═══ Fragmento del documento ═══
Los cuentos de Tokio son como los de cualquier urbe, como los de cualquier pueblo o aldea, los de cada casa o ser humano que los habita. Cada cuento es diferente por naturaleza, ya sea por el interlocutor que lo transmite, por los personajes que lo componen o por las mil y una circunstancias que lo enredan en su propio ser. Sin embargo, lo que no es tan diferente son las emociones y desventuras humanas que los pueblan, siempre similares, distanciándose en la intensidad, en la graduación que le infiere cada receptor, cada cuentacuentos. Por ello existen cuentos que nos infieren aquello que se clava en el propio interior del que lo escucha con la atención que precisa todo relato, hay apuestas que navegando entre la simpleza de lo cotidiano abarcan una mayor parcela de lo propiamente humano a pesar de frecuentar los límites de lo que algunos llaman plagio, otros homenaje.
Que Yamada tenga la consideración de dedicar el filme a Ozu es algo tan loable como la propia proeza de volver a visitar la obra inmortal desde la propia actualidad sin desmerecer el compromiso de tan arriesgada empresa. Pero los cuentos, cuando son buenos se ayudan y afianzan entre si, las mismas dudas y asaltos acechan a todos los hombres del planeta, y saber dotar a la expresividad del cambio generacional es propio de maestros, aún subidos en gigantes. El oficio de narrar puede parecer que no tenga mérito cuando apenas se nota la influencia magistral de tal hecho, pero una mirada atenta desvela esas palabras e imágenes que ilustran una gran obra.
Cuando la ciudad no deja tiempo para lo verdaderamente importante su función se vuelve opaca, transforma la convivencia, lo social reflejado en los cuidados y el afecto, en un vivir indiferente al compromiso en sintonía con un individualismo ajeno a ese propio yo que necesita del otro para vivir, para expresarse y ser incluso reconocido. Los propios ritos y dedicación japonesa a la cortesía y el agradecimiento se ven obstaculizados por una vida moderna carente de la generación posible de una afectividad verdadera, fuera de los clichés que impone toda cultura. Las falsas exigencias generadas por la maquinaria que despliega la ciudad pueden ser, o no, un obstáculo para definirnos plenamente entre los congéneres, sólo hace saber poner el acento en lo importante, en aquellas secuencias que simplemente no dejan indiferente, en lo insustancial para el éxito o la fama, aquello que no sobrevive en los cuentos y que a veces les da su propia razón de ser.
═══
## [Preguntas de estudio]
1. Copia del fragmento el tramo que va desde "Que Yamada tenga" hasta "una gran obra.".
2. Responde estas preguntas con lo que dice el fragmento:
(a) ¿A quién dedica Yamada el filme?
(b) ¿Qué se considera propio de maestros?
(c) ¿A qué se refieren los ritos y la dedicación japonesa que la vida moderna obstaculiza?
3. Indica si cada afirmación concuerda con el fragmento y cita las palabras que lo deciden:
(a) Las emociones humanas que pueblan los cuentos son muy distintas de un cuento a otro.
(b) Yamada dedica el filme a Ozu.
(c) La vida moderna favorece los ritos japoneses de cortesía y agradecimiento.
═══ Datos del ejercicio ═══
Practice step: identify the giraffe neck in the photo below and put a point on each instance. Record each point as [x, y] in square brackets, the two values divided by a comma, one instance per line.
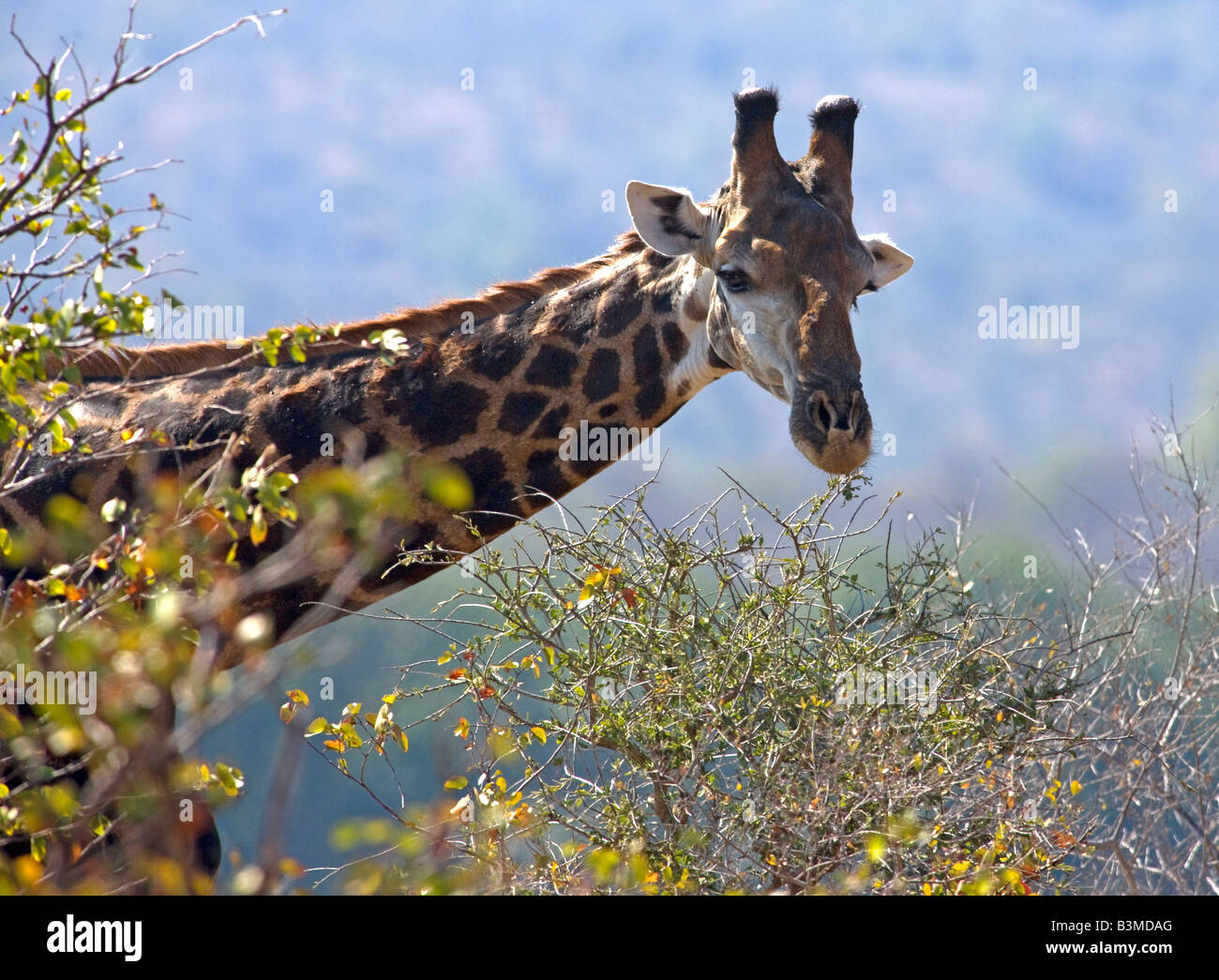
[525, 402]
═══
## [Respuestas]
1.
Que Yamada tenga la consideración de dedicar el filme a Ozu es algo tan loable como la propia proeza de volver a visitar la obra inmortal desde la propia actualidad sin desmerecer el compromiso de tan arriesgada empresa. Pero los cuentos, cuando son buenos se ayudan y afianzan entre si, las mismas dudas y asaltos acechan a todos los hombres del planeta, y saber dotar a la expresividad del cambio generacional es propio de maestros, aún subidos en gigantes. El oficio de narrar puede parecer que no tenga mérito cuando apenas se nota la influencia magistral de tal hecho, pero una mirada atenta desvela esas palabras e imágenes que ilustran una gran obra.

2.
(a) A Ozu.
(b) Saber dotar a la expresividad del cambio generacional.
(c) A la cortesía y el agradecimiento.

3.
(a) No: "lo que no es tan diferente son las emociones y desventuras humanas que los pueblan, siempre similares".
(b) Sí: "Que Yamada tenga la consideración de dedicar el filme a Ozu".
(c) No: "Los propios ritos y dedicación japonesa a la cortesía y el agradecimiento se ven obstaculizados por una vida moderna".